[[ SUPPLIED ENTRIES, beginning ]]

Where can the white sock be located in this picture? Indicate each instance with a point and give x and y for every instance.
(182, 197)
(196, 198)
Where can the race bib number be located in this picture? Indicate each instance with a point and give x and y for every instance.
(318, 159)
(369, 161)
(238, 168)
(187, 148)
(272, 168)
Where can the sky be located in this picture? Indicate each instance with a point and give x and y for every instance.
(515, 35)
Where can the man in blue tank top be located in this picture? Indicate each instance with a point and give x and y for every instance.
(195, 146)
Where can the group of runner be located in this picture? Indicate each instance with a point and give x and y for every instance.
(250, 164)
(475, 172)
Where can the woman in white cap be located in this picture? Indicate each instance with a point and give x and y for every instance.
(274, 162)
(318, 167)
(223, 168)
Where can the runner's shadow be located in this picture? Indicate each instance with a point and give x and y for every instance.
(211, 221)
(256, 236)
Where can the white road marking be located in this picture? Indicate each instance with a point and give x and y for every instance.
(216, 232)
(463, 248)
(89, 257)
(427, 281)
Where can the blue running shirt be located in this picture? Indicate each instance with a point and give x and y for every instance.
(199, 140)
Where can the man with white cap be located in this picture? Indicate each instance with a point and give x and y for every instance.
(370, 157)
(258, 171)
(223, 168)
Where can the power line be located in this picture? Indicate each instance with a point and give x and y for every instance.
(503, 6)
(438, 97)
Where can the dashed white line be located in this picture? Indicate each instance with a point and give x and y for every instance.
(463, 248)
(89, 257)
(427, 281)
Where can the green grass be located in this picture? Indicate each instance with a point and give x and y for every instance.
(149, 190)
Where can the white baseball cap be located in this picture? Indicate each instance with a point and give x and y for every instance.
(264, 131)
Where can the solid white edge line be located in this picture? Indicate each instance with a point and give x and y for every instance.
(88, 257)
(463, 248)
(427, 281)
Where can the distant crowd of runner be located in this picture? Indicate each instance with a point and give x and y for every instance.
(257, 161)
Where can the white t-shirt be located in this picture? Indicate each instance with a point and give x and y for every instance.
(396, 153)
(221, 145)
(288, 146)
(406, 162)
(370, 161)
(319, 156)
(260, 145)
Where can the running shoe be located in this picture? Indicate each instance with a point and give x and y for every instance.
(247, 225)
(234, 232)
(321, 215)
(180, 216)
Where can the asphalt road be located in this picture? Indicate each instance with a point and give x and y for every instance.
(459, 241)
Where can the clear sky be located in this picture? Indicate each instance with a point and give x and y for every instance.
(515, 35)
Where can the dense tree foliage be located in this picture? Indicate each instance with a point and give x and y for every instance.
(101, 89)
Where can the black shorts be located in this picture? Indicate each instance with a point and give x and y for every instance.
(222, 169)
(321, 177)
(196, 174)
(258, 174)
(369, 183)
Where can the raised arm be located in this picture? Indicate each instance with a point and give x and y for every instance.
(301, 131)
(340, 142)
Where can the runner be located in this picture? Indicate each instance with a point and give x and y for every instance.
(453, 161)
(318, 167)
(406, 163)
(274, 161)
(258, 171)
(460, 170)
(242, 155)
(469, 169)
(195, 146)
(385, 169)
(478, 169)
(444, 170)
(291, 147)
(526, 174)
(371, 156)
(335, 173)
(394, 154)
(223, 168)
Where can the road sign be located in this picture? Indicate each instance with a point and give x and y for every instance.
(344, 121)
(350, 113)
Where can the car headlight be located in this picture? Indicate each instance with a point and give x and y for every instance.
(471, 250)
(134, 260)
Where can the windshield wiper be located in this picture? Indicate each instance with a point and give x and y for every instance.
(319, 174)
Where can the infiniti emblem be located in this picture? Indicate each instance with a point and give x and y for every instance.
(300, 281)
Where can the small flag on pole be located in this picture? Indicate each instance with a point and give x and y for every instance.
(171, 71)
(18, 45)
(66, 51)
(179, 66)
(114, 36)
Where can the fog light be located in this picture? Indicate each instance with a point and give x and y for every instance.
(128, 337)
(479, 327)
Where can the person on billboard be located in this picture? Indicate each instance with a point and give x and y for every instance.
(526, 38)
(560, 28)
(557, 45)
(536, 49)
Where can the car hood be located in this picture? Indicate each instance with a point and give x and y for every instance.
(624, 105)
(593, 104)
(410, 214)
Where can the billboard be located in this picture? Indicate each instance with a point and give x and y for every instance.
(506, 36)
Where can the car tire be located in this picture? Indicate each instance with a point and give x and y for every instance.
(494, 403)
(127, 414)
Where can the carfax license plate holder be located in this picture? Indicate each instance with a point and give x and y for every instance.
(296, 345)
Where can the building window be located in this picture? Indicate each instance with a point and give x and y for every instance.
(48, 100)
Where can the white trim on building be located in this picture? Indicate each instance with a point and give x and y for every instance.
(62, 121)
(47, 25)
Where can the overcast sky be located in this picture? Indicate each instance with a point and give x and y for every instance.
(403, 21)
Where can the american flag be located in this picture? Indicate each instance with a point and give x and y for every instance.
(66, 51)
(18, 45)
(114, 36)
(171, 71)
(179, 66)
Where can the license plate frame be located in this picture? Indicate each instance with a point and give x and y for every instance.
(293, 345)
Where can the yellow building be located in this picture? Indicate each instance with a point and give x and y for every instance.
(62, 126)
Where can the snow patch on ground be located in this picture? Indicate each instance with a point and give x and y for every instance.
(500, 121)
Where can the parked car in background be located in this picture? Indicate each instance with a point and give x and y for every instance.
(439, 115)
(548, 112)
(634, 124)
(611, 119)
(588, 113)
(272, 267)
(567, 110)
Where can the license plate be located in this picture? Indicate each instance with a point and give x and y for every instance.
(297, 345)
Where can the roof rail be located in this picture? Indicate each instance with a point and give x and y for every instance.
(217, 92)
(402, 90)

[[ SUPPLIED ENTRIES, end ]]

» **TASK PROMPT**:
Write out the records in full, word for word.

» **TASK ANSWER**:
Where can the white sock be located in this picture? Indicate each instance with a point and give x and y for every instance.
(182, 197)
(196, 198)
Where can the race bib number be located in this picture? Indicate each instance with a point and give x and y for every instance.
(318, 159)
(369, 161)
(238, 168)
(187, 148)
(272, 168)
Where can the sky be located in this picture? Indicate each instance with a point and give x and y for every instance.
(515, 35)
Where can the man in blue tank top be located in this picture? Indicate each instance with a point and give x and y for every instance.
(195, 146)
Where can the group of runner be located in this picture? Indicate each instance with a point and give x and y for every instance.
(250, 164)
(475, 172)
Where can the woman in white cap be located in this picture? Indicate each instance with a point and give x and y for every instance.
(274, 162)
(318, 167)
(223, 168)
Where can the runner's shadow be located in this picture? Indicate each instance with a point and give x and y for every instance.
(211, 221)
(256, 236)
Where can the white road marking be located in this picture? Indicate each instance with a point and give x and y for every instance.
(216, 232)
(463, 248)
(89, 257)
(427, 281)
Where can the blue running shirt be located in this picture? Indicate each instance with a point and give x and y for every instance.
(199, 140)
Where can the man with white cap be located in this picture? Indicate each instance with a point and give x and y for every instance.
(370, 157)
(258, 171)
(223, 168)
Where can the power line be located in this picture? Indicate each instance with a point and give x and y for every instance.
(503, 6)
(438, 97)
Where can the dashed white line be located in this picture? Indicate each instance with a point and give x and y for every instance.
(463, 248)
(89, 257)
(427, 281)
Where can the green grass be located in this picture? Indicate each instance with a point and give x and y for every instance.
(149, 190)
Where can the white baseball cap be located in this picture? Indicate each instance with a point and give x and y for every instance.
(264, 131)
Where can the solid white edge line be located in this picture? Indicate each instance with a point and give x and y for every instance.
(88, 257)
(463, 248)
(427, 281)
Where can the distant crowd of runner be located in this picture? Indicate each instance with a point and give x and y for every instance.
(257, 161)
Where can the white t-shirt be located in this picture? Indicate each instance with a point and give x and y for every instance.
(396, 153)
(221, 145)
(288, 146)
(406, 162)
(370, 161)
(319, 156)
(260, 145)
Where can the running shoe be located in this picture? Indicate each instance with a point and give x and y for every instance.
(247, 225)
(234, 232)
(321, 215)
(180, 216)
Where can the asphalt road be located in this picture? Indicate each instance with a point and give x and y for every instance.
(459, 241)
Where can the clear sky be located in this picture? Indicate each instance with a point and give x and y for every instance.
(515, 35)
Where can the dense tree foliage be located in this picture? Indicate each instance with a point and give x and y for every instance.
(101, 89)
Where can the black shorts be located in this picture? Indicate each instance with a point and give x and y for every instance.
(222, 169)
(321, 177)
(196, 174)
(258, 174)
(369, 183)
Where can the raised arm be located in this picture? Indicate each instance with a point and give x and y for every instance.
(301, 131)
(340, 142)
Where can the runner be located in this picture? Indicate each instance with a point and give x and y for every instance.
(453, 161)
(318, 167)
(406, 163)
(274, 161)
(258, 171)
(460, 170)
(242, 155)
(469, 169)
(195, 146)
(385, 169)
(478, 169)
(444, 170)
(291, 147)
(526, 174)
(371, 156)
(335, 173)
(394, 154)
(223, 168)
Where can the road sign be located in this picture? Indicate each instance with a point and give x and y for every instance.
(344, 121)
(350, 113)
Where can the car headlight be located in this picture? Indicate each instance with a point and give x and y for every instance.
(471, 250)
(134, 260)
Where can the windshield wiper be located in this picture? Indicate each instance with a point and give x and y for every instance.
(319, 174)
Where can the infiniti emblem be located in this picture? Indicate each instance with a point and give x and y for every instance.
(300, 281)
Where can the small flag on pole be located in this picture? Indicate each instance with a point and give x and y for every instance.
(171, 71)
(18, 45)
(66, 51)
(179, 66)
(114, 36)
Where can the fog light be located in this picture? Indicate each instance with a point and give x and y for every instance.
(128, 337)
(479, 327)
Where can the person on billboard be located in this picture? Indicate each instance with a point and give x and y for every instance.
(526, 38)
(560, 28)
(557, 45)
(536, 49)
Where can the car hood be located in this picture? Indicate each instance with a point and give x and y for every instance.
(624, 105)
(593, 104)
(410, 214)
Where can the billboard be located in this picture? Indicate each instance with a point and give x and y for every instance.
(506, 36)
Where can the car tire be located in this picture? Indicate each instance with a point and give x and y for every instance.
(494, 403)
(127, 414)
Where can the carfax license plate holder be located in this picture? Indicate each instance with a point and give x and y for every instance.
(296, 345)
Where can the building window be located in this picture? Indicate each instance with a point and give x and y for every instance.
(48, 100)
Where can the white trim on building be located in this picture? Indicate each instance with a point and give x and y for every instance.
(62, 121)
(47, 25)
Where can the overcast sky be located in this picture? Indicate each instance with a point and give x and y for every instance.
(403, 21)
Where can the american flag be located in this picture? Indicate each instance with a point and give x and y for every instance.
(66, 51)
(18, 45)
(114, 36)
(171, 71)
(179, 66)
Where can the license plate frame be located in this picture? Indicate each instance with a point and give x and y for every instance.
(293, 345)
Where can the yellow building be located in this picture? Indicate each instance with a point and give x and y for every instance.
(62, 126)
Where can the snow patch on ground be located in this picture? Indicate each instance with a point and give x and y for every instance.
(500, 121)
Where can the parked car in background be located in this picture? Indicate each instance with a point and give x and y for every instance.
(439, 115)
(548, 112)
(634, 124)
(611, 119)
(588, 113)
(272, 267)
(567, 110)
Where can the license plate be located in this picture? Indicate each instance with a point and give x and y for every instance.
(297, 345)
Where can the roof rail be located in this picture? Indicate each instance with a point and give x and y for every instance.
(217, 92)
(402, 90)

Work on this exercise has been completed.